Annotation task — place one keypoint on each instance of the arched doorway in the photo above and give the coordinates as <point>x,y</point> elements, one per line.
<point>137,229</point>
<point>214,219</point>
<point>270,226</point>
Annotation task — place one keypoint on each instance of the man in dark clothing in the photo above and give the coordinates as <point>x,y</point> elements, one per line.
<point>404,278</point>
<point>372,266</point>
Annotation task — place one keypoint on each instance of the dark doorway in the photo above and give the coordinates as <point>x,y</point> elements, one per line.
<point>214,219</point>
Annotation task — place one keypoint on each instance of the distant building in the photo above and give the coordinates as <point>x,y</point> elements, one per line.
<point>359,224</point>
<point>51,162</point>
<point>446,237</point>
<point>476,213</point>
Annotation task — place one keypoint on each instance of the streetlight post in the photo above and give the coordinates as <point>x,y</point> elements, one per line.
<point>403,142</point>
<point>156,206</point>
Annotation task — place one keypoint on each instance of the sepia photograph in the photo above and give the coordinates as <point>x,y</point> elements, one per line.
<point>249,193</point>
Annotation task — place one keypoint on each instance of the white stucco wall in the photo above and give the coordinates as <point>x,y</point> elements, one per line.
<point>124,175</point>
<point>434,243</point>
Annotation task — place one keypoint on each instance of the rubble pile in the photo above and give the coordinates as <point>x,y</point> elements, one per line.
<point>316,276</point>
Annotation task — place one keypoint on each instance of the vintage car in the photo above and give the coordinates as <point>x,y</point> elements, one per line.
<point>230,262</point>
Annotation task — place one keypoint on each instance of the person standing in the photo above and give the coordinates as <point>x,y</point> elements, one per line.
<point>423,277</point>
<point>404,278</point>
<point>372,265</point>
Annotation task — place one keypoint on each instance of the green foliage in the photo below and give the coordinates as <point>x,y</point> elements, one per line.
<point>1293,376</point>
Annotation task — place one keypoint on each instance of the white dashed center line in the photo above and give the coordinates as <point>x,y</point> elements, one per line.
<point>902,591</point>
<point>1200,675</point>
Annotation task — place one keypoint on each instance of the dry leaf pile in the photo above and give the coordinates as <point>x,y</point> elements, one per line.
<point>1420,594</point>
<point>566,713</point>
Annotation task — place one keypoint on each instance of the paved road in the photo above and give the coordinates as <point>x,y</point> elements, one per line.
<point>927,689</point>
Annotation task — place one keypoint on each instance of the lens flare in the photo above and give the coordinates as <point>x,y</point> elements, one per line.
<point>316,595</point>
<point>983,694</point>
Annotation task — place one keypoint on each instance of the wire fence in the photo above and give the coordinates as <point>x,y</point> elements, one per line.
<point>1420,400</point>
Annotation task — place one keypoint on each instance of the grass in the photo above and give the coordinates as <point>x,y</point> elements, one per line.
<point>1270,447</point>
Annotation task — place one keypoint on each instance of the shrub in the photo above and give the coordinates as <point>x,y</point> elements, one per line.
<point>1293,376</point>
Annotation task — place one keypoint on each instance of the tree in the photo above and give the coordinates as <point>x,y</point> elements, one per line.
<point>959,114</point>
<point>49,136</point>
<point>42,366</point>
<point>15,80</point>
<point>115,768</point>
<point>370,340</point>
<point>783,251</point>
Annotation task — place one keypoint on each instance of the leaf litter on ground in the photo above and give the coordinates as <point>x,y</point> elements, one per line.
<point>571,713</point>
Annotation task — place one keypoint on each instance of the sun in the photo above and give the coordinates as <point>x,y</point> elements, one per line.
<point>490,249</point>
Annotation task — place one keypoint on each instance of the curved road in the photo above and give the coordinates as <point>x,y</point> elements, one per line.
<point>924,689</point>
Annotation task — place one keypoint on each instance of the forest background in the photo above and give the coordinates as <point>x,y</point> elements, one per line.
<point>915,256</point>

^^^^^^^^

Restate the full data above, keeping each word intact.

Annotation task — place one keypoint on each instance of the arched doorway in the photo above and give the coordinates as <point>x,y</point> elements, one per line.
<point>137,229</point>
<point>214,219</point>
<point>270,226</point>
Annotation task — place one keypoint on each instance of the man in dark clothing in the photo above and give the coordinates as <point>x,y</point> elements, one per line.
<point>404,278</point>
<point>372,266</point>
Annotation task — place one keypoint on each instance of the dark doorway in the photo above and give the coordinates as <point>x,y</point> elements, one per line.
<point>214,219</point>
Annotation task — place one keypoint on each instance of the distant building in the photo above and give the coordinates as <point>x,y</point> elements, one per line.
<point>359,224</point>
<point>51,162</point>
<point>446,237</point>
<point>476,213</point>
Annotation task — place one keypoint on each instance of the streetlight post in the photo above and give the coordinates as <point>x,y</point> elements, one per line.
<point>403,142</point>
<point>156,206</point>
Annotation task — place one keypoint on each instance of the sepia photograph in the photo above and give the coordinates as <point>x,y</point> elements, one per line.
<point>249,193</point>
Annotation task — place one keypoint on each instance of the white stucco wall in the photo above and give the coordinates as <point>x,y</point> elements, one per line.
<point>124,175</point>
<point>434,243</point>
Annotation task — place one keypoint on each instance of the rubble pile in the photo above and give the coordinates as <point>x,y</point> elements, one per line.
<point>316,276</point>
Annotation task — place one keypoint on each instance of the vintage car in the photo above and give the coordinates as <point>x,y</point> elements, one per line.
<point>230,262</point>
Annotation task — place one keypoint on each instance of the person standing in the photo above and give the coordinates as <point>x,y</point> elements, one per line.
<point>423,277</point>
<point>404,278</point>
<point>372,265</point>
Annotation task — place one keypoint on each instance of the green foliage in the photo below and give the coordinates as <point>x,y</point> elements, one per line.
<point>1293,376</point>
Annotation task — place one keypoint on each instance of the white dashed center line in the photo above and give the coordinates as <point>x,y</point> elements, one per line.
<point>902,591</point>
<point>1200,675</point>
Annotation task — place one keypoint on each instance of the dry leaf pile in the photo above and give the coordinates as <point>x,y</point> elements, one per line.
<point>1420,594</point>
<point>566,713</point>
Annotation task — place one keypoint on each instance of the paved road in the photo above and give the coordinates as <point>x,y</point> elements, one per line.
<point>927,689</point>
Annotation task — place one keypoint on each instance of the lens flare in the photo above and give the coordinates as <point>x,y</point> elements, one per line.
<point>316,595</point>
<point>983,694</point>
Annotation task — place one keypoint on each instance of the wire fence in the photo above and give the coordinates as <point>x,y</point> elements, one per line.
<point>1420,400</point>
Annotation task — place one keypoint on each instance of the grass in the photo above and give the coordinates as <point>x,y</point> elements, one per line.
<point>1270,447</point>
Annotation task — place one keypoint on each instance of the shrub in the photo above and give the coordinates as <point>x,y</point> elements, one per line.
<point>1293,376</point>
Annotation task — place one keypoint on each instance of the tree in the photo above and give the coordinates as <point>x,y</point> elements, one per line.
<point>959,114</point>
<point>49,136</point>
<point>42,366</point>
<point>15,80</point>
<point>115,768</point>
<point>370,340</point>
<point>783,251</point>
Annotation task — place one keypoint on each instance of the leaf litter on ground in the photo above and give the coordinates as <point>x,y</point> elements, one per line.
<point>571,713</point>
Annotation task — place one keypoint on each instance of the sun in the photo above and give the coordinates as <point>x,y</point> elements, one per line.
<point>490,249</point>
Annotation task — place one keypoint on each instance of the curved road in the photo above and give the coordinates as <point>x,y</point> elements, one per line.
<point>924,689</point>
Annotation task — place one keypoint on each instance of the forest background in the photo above and give the coordinates as <point>x,y</point> elements, one per line.
<point>915,256</point>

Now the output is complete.